◆ **やること**:
1 – フィアナ伝説の文章のうち、「しかし、一つお教え願いたいの」を含む語句で始まり「ったのはこの泉のことなのだ。」で終わる部分を、「ラーガンの湖」を「ラーガン湖」に変えて書き直してください。
2 – フィアナ伝説の文章で、スカースデルクは誰の娘とされているか答えて。
3 – フィアナ伝説の文章を、最後の文の後から書き継いで。

◆ **出典**:
フィアナ伝説:水の暴竜
古老たちの語らい
レンスターの王は言った。
「カイールテ殿、あなたお一人だけだったとしても大変な歓迎を致しましたでしょう。
タドグの娘があなたの母親なのですからここにいる権利を持っていらっしゃる。
しかし、一つお教え願いたいのですが、ここの土塁の入り口にある泉はどうしてスカースデルクの泉と呼ばれているのでしょうか。」
クウァルの娘、スカースデルクがラーガンの湖にいる竜≪スミルドリス≫を目の当たりにして溺れてしまった。
後にブルーム山と呼ばれることになるエドレカイルの息子スウォーイルの山の頂上からラーガンの湖の渦巻く冷たい水が湧き上がって撒き散り、はるばるここからこの国中に広がる恐れがあったのはこの泉のことなのだ。

◆ **生データ**:
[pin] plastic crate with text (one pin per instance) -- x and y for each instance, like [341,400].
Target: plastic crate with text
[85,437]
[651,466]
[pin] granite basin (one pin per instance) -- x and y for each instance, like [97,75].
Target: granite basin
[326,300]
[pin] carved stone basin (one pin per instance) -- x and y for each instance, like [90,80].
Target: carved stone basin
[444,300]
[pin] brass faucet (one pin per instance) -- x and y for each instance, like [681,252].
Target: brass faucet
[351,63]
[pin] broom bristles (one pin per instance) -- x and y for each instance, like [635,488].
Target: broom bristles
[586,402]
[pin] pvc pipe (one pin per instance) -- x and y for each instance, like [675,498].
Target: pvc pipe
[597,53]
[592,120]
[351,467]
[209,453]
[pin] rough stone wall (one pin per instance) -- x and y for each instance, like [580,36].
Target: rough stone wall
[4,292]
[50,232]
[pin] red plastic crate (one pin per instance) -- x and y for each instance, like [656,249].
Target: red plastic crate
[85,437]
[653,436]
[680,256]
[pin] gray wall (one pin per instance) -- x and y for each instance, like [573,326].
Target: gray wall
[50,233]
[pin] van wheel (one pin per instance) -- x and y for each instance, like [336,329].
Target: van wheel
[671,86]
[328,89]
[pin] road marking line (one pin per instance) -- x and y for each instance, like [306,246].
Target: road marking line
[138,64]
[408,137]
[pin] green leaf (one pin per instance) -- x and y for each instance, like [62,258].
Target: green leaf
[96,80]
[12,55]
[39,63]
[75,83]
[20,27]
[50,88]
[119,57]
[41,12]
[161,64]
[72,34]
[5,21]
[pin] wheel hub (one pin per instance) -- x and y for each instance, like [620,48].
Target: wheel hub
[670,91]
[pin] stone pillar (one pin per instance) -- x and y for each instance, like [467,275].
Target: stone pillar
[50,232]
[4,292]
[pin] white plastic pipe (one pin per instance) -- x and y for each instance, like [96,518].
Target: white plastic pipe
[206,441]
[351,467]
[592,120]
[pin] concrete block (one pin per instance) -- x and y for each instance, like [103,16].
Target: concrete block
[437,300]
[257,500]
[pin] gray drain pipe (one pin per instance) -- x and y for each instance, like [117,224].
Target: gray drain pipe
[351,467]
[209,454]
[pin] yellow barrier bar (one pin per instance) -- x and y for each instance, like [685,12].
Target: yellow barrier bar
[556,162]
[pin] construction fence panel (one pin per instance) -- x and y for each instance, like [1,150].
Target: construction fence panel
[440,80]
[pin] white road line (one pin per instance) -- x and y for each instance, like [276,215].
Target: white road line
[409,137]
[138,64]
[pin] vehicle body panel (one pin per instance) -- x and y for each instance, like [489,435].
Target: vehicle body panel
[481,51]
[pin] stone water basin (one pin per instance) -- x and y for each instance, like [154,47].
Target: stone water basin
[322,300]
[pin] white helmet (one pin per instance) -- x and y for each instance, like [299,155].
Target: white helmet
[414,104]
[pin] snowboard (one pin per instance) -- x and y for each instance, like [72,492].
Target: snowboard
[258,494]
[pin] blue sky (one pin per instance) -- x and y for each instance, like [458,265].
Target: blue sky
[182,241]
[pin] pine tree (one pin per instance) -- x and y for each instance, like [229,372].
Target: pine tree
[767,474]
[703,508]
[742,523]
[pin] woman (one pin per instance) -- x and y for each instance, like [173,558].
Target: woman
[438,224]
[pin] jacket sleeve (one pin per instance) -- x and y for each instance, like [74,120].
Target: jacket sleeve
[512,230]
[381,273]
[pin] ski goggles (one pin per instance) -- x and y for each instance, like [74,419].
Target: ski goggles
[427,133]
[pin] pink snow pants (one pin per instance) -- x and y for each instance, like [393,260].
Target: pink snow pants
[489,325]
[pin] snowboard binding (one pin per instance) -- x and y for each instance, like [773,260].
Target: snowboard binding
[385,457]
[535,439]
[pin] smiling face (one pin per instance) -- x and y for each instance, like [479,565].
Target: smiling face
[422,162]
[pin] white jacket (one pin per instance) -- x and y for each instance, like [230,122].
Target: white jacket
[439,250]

◆ **回答一覧**:
1 –
しかし、一つお教え願いたいのですが、ここの土塁の入り口にある泉はどうしてスカースデルクの泉と呼ばれているのでしょうか。」
クウァルの娘、スカースデルクがラーガン湖にいる竜≪スミルドリス≫を目の当たりにして溺れてしまった。
後にブルーム山と呼ばれることになるエドレカイルの息子スウォーイルの山の頂上からラーガン湖の渦巻く冷たい水が湧き上がって撒き散り、はるばるここからこの国中に広がる恐れがあったのはこの泉のことなのだ。

2 – クウァルの娘。

3 –
それからフィンは後にも先にも誰もなしえないような偉業を打ち立てた。
彼は東方の地≪インディア≫から(湖を)吸う者を、ゲルマン人の地≪アルウァーン≫から魔法使いを、サクソン人とフランク人の地から女戦士たちを連れてきて、彼らは渦巻く冷たい湖から水を引かせた。
このようにカイールテは答えた。
フィン・マックールの最初のフィアナたちは尊かった、とレンスターの王は言った。
カイールテが言葉を継いで、
「彼らはあなたの時代まで生き残りはしなかったけれども、どの者も生き残った者に劣るということはなかった。
羊飼いと牧童たちは遠くガレーイン≪レンスター≫の国のラサラハから来たフィン・マックールとイウォマンの息子フェルドウォンのフィアナの三つの大隊のために武具や衣類を喜んで集めた。」
レンスター王エオハド・レスデルグ≪赤の側≫は尋ねた。
「カイールテ殿、ラーガンの湖のスミルドリスに沈められた全ての仲間とその出身地を教えていただけないでしょうか。」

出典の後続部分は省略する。